____ PROVIDED DATA

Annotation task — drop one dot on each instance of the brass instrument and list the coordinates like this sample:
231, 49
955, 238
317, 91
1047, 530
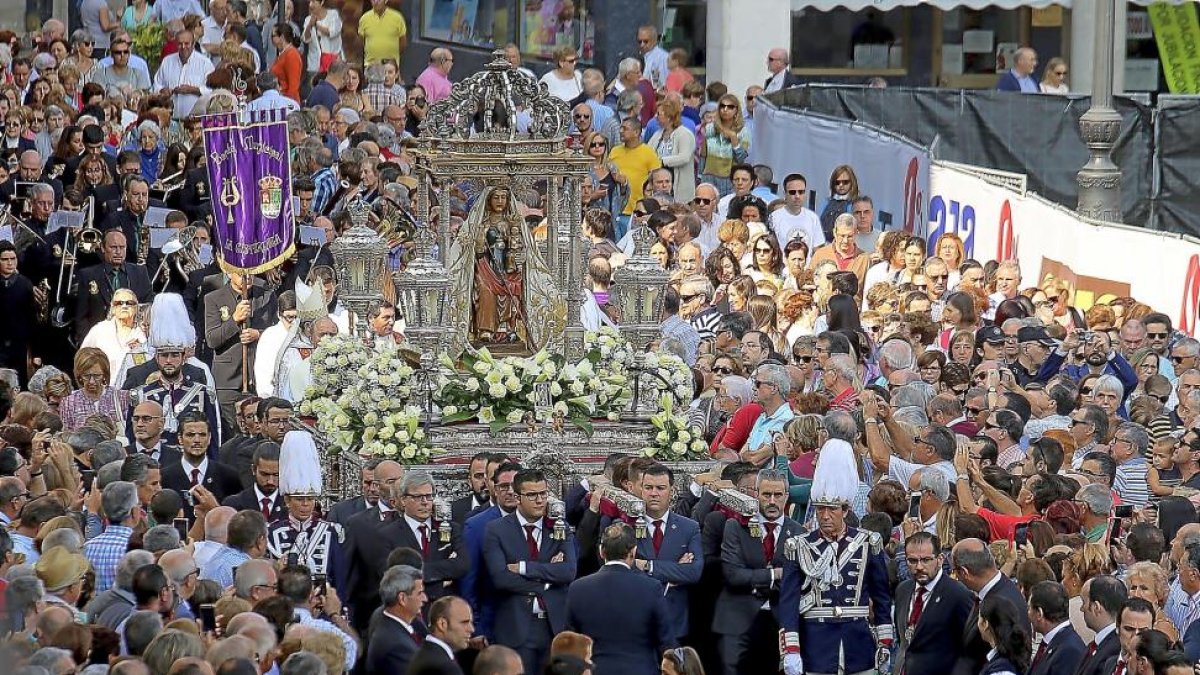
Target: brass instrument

________

• [GOAL OF THE EXERCISE] Please put the records above into a Markdown table with the columns "Row" and "Line," numbering each line and skipping blank ones. Leave the pictures out.

• [SOLVED PROBLEM]
| Row | Line |
|---|---|
| 1 | Annotation task — drop one dot on each instance of the brass instrument and list the coordinates like this sample: |
| 2 | 231, 49 |
| 3 | 955, 238 |
| 4 | 317, 91 |
| 5 | 1047, 530 |
| 6 | Target: brass instrument |